DATA SHOWN: Begin

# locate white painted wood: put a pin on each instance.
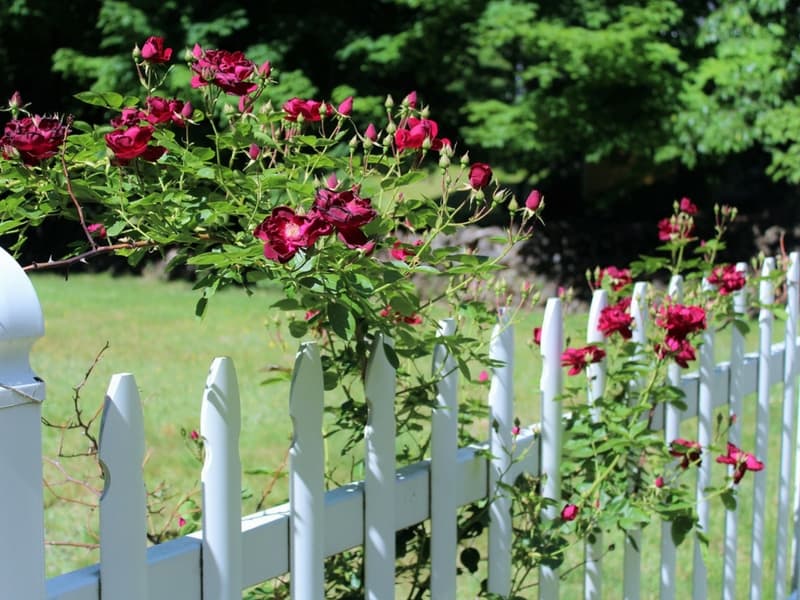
(379, 476)
(766, 296)
(306, 476)
(220, 424)
(705, 419)
(593, 576)
(788, 418)
(631, 585)
(552, 347)
(21, 395)
(444, 446)
(734, 437)
(672, 423)
(123, 505)
(501, 420)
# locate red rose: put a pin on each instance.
(480, 174)
(284, 233)
(345, 212)
(130, 143)
(310, 110)
(33, 139)
(153, 50)
(230, 71)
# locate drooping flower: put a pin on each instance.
(618, 278)
(284, 233)
(154, 52)
(414, 135)
(33, 139)
(727, 279)
(570, 512)
(480, 174)
(688, 451)
(742, 462)
(230, 71)
(616, 319)
(577, 359)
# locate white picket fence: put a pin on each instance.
(232, 553)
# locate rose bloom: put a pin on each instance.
(687, 206)
(578, 358)
(34, 138)
(727, 279)
(153, 50)
(308, 109)
(284, 233)
(616, 319)
(680, 320)
(687, 451)
(230, 71)
(742, 461)
(480, 174)
(130, 143)
(619, 278)
(415, 132)
(569, 512)
(345, 212)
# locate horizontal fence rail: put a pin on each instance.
(232, 553)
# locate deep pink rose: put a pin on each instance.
(578, 359)
(742, 461)
(687, 206)
(309, 110)
(415, 132)
(619, 278)
(480, 174)
(230, 71)
(727, 279)
(533, 201)
(569, 512)
(616, 319)
(687, 451)
(284, 233)
(33, 139)
(153, 50)
(130, 143)
(345, 212)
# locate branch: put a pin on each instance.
(67, 262)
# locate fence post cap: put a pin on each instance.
(20, 310)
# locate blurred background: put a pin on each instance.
(613, 109)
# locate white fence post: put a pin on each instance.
(379, 475)
(552, 346)
(596, 372)
(501, 420)
(443, 480)
(21, 395)
(307, 477)
(123, 505)
(766, 296)
(220, 424)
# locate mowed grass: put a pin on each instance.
(152, 332)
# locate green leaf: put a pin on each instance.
(104, 99)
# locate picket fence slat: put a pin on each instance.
(444, 446)
(735, 397)
(307, 476)
(596, 373)
(220, 424)
(501, 420)
(766, 296)
(552, 345)
(379, 475)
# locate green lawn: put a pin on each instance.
(152, 332)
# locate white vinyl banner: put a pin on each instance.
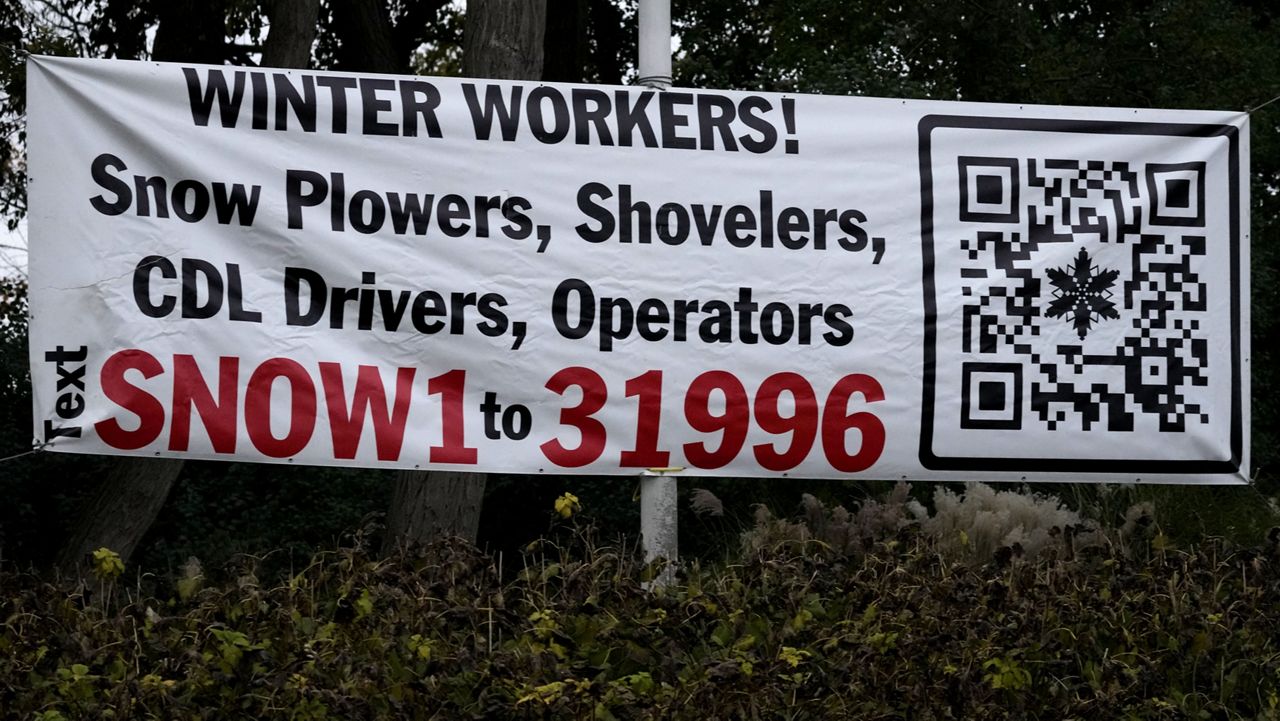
(519, 277)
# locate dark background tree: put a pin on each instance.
(1220, 54)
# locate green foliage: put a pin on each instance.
(900, 631)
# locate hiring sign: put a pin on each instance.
(442, 273)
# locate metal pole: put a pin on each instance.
(658, 492)
(656, 44)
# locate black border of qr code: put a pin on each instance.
(1079, 465)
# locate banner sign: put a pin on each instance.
(517, 277)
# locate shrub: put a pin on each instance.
(900, 629)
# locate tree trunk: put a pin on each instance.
(502, 39)
(191, 31)
(129, 498)
(291, 35)
(368, 37)
(120, 511)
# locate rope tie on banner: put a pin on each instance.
(36, 448)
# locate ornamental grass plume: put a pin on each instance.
(705, 503)
(972, 525)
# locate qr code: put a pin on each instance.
(1082, 300)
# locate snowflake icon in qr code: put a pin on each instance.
(1083, 293)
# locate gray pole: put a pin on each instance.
(658, 492)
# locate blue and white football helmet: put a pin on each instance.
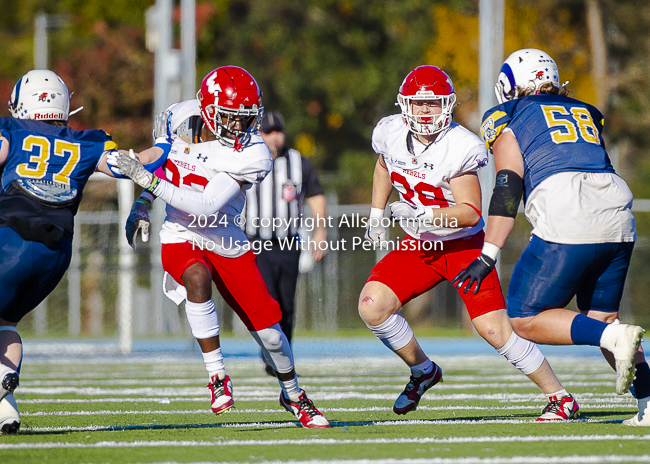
(40, 95)
(527, 68)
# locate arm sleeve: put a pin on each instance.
(310, 182)
(219, 191)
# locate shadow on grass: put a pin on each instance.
(265, 425)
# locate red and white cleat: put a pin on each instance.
(409, 399)
(563, 409)
(305, 412)
(221, 390)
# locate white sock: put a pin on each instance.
(290, 388)
(557, 395)
(203, 319)
(523, 354)
(422, 369)
(275, 348)
(394, 332)
(214, 363)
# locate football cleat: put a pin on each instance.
(9, 417)
(305, 412)
(623, 341)
(563, 409)
(221, 391)
(409, 399)
(8, 381)
(642, 418)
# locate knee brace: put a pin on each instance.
(394, 332)
(203, 319)
(275, 348)
(522, 353)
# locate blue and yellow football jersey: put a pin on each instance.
(46, 157)
(60, 154)
(555, 134)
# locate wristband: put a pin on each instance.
(376, 213)
(154, 184)
(490, 250)
(478, 211)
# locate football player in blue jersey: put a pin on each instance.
(44, 166)
(550, 148)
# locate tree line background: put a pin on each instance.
(333, 67)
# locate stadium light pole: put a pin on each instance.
(42, 22)
(174, 80)
(490, 24)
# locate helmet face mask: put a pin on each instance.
(231, 105)
(40, 95)
(526, 69)
(427, 84)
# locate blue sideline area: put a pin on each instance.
(304, 348)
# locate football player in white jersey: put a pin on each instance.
(432, 162)
(202, 241)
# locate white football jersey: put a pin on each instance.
(421, 173)
(191, 166)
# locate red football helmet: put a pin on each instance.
(427, 83)
(229, 95)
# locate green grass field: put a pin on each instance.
(155, 409)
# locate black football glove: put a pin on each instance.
(475, 272)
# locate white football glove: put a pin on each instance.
(417, 216)
(130, 166)
(375, 231)
(138, 220)
(161, 127)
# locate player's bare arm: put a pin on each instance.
(148, 156)
(507, 156)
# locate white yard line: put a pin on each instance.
(283, 424)
(328, 441)
(159, 396)
(338, 382)
(574, 459)
(106, 412)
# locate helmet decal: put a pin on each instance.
(40, 95)
(527, 68)
(231, 105)
(428, 83)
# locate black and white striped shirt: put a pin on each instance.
(281, 195)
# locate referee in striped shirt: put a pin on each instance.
(282, 195)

DATA SHOWN: End

Retype every entry exactly as written. Leave the pictures out.

# locate white painted wood: put a pin on each instance.
(379, 476)
(766, 296)
(306, 476)
(220, 424)
(705, 419)
(593, 576)
(788, 418)
(631, 585)
(552, 347)
(21, 395)
(444, 446)
(734, 437)
(672, 423)
(123, 505)
(501, 420)
# locate red rose: put a pin on each instance.
(480, 174)
(284, 233)
(345, 212)
(130, 143)
(310, 110)
(33, 139)
(153, 50)
(230, 71)
# locate drooping flower: put a pin on each instance.
(618, 278)
(284, 233)
(154, 52)
(414, 135)
(33, 139)
(727, 279)
(570, 512)
(480, 174)
(688, 451)
(742, 462)
(230, 71)
(616, 319)
(577, 359)
# locate white picket fence: put a pin on each instance.
(232, 553)
# locate rose bloom: put a pin on each instance.
(687, 206)
(578, 358)
(34, 138)
(727, 279)
(153, 50)
(308, 109)
(284, 233)
(616, 319)
(680, 320)
(687, 451)
(230, 71)
(742, 461)
(480, 174)
(130, 143)
(619, 278)
(415, 132)
(569, 512)
(345, 212)
# locate horizontal fence rail: put a pin on each instance.
(232, 553)
# locate deep pink rose: put a pin on each instance.
(578, 359)
(742, 461)
(687, 206)
(309, 110)
(415, 132)
(619, 278)
(480, 174)
(230, 71)
(727, 279)
(533, 201)
(569, 512)
(616, 319)
(687, 451)
(284, 233)
(33, 139)
(153, 50)
(130, 143)
(345, 212)
# locate branch: put a pin on each instance.
(67, 262)
# locate fence post cap: put a pin on each instance.
(20, 310)
# locate blurred background: put a pin on each instance.
(613, 109)
# locate white fence post: put a pin on each instance.
(379, 475)
(552, 346)
(596, 372)
(501, 420)
(443, 480)
(21, 395)
(307, 477)
(123, 505)
(766, 296)
(220, 424)
# locate mowed grass: put a pin on each instance.
(152, 332)
# locate green leaf: put a pin on each instance.
(104, 99)
# locate picket fence slat: put a pin on each instance.
(444, 446)
(735, 397)
(307, 476)
(596, 373)
(220, 424)
(501, 420)
(766, 296)
(552, 345)
(379, 475)
# locate green lawn: put a pin on each instance.
(152, 332)
# locate white vinyl banner: put a pin on each instance.
(519, 277)
# locate dark background tree: put a pin on each instance.
(1220, 54)
# locate green foliage: put a pin on each instance.
(900, 631)
# locate hiring sign: put a pin on each instance.
(442, 273)
# locate metal pole: put a pin on each instance.
(658, 492)
(656, 44)
# locate black border of qr code: put a pin on each instance.
(1079, 465)
# locate banner sign: put a pin on each instance.
(517, 277)
# locate shrub: put a pin on each instance.
(900, 629)
# locate tree trunk: put a pin on each instance.
(502, 39)
(191, 31)
(129, 498)
(291, 35)
(368, 37)
(120, 511)
# locate rope tie on banner: put a pin on each instance.
(36, 448)
# locate ornamental grass plume: put a pin on each instance.
(705, 503)
(972, 525)
# locate qr code: put a pin on each instance.
(1082, 300)
# locate snowflake icon in qr code: put a pin on each instance.
(1083, 293)
# locate gray pole: put a pin on each instance.
(658, 492)
# locate blue and white football helmet: put a pin on each instance.
(40, 95)
(527, 68)
# locate arm sleeve: put a pin on each instance.
(310, 182)
(219, 191)
# locate shadow on grass: put a pin on each instance.
(265, 425)
# locate red and white cleat: put a pin on each instance.
(409, 399)
(563, 409)
(305, 412)
(221, 390)
# locate white sock: put a pin on each instance.
(290, 388)
(557, 395)
(203, 319)
(523, 354)
(422, 369)
(275, 348)
(394, 332)
(214, 363)
# locate football cleat: put a pin on each instance.
(9, 417)
(305, 412)
(623, 341)
(563, 409)
(221, 391)
(409, 399)
(8, 381)
(642, 418)
# locate knee brace: put a pin on each instance.
(394, 332)
(203, 319)
(275, 348)
(522, 353)
# locate blue and yellow football jersey: put a pin on each instance.
(46, 157)
(60, 154)
(555, 134)
# locate wristband: put a pin on each instance.
(376, 213)
(154, 184)
(490, 250)
(478, 211)
# locate football player in blue jersey: put a pin on each instance.
(44, 166)
(550, 148)
# locate tree line background: put a pin on each instance.
(333, 67)
# locate stadium light pole: put a pin on each instance.
(42, 22)
(174, 80)
(490, 24)
# locate helmet face mask: put a pin on each instance.
(231, 105)
(40, 95)
(526, 69)
(427, 84)
# locate blue sideline area: put a pin on each instance.
(304, 348)
# locate football player in white jersey: put a pin on each instance.
(432, 162)
(202, 241)
# locate white football jersey: put a pin on each instance.
(421, 173)
(191, 166)
# locate red football helmet: put a pin on each instance.
(427, 83)
(229, 95)
# locate green grass field: put a pin on each instance.
(155, 409)
# locate black football glove: put a pin on each instance.
(475, 272)
# locate white football glove: put a pin on each instance.
(417, 216)
(130, 166)
(375, 231)
(138, 220)
(161, 127)
# locate player's bare arm: put a pin on each instance.
(148, 156)
(507, 156)
# locate white yard line: put a pin on each instance.
(283, 424)
(328, 441)
(159, 396)
(338, 382)
(574, 459)
(106, 412)
# locate helmet decal: put a pin on each instance.
(40, 95)
(527, 68)
(231, 105)
(428, 83)
# locate black and white striped shirt: put a pin on each instance.
(281, 195)
# locate referee in striped shirt: put a pin on each instance.
(282, 195)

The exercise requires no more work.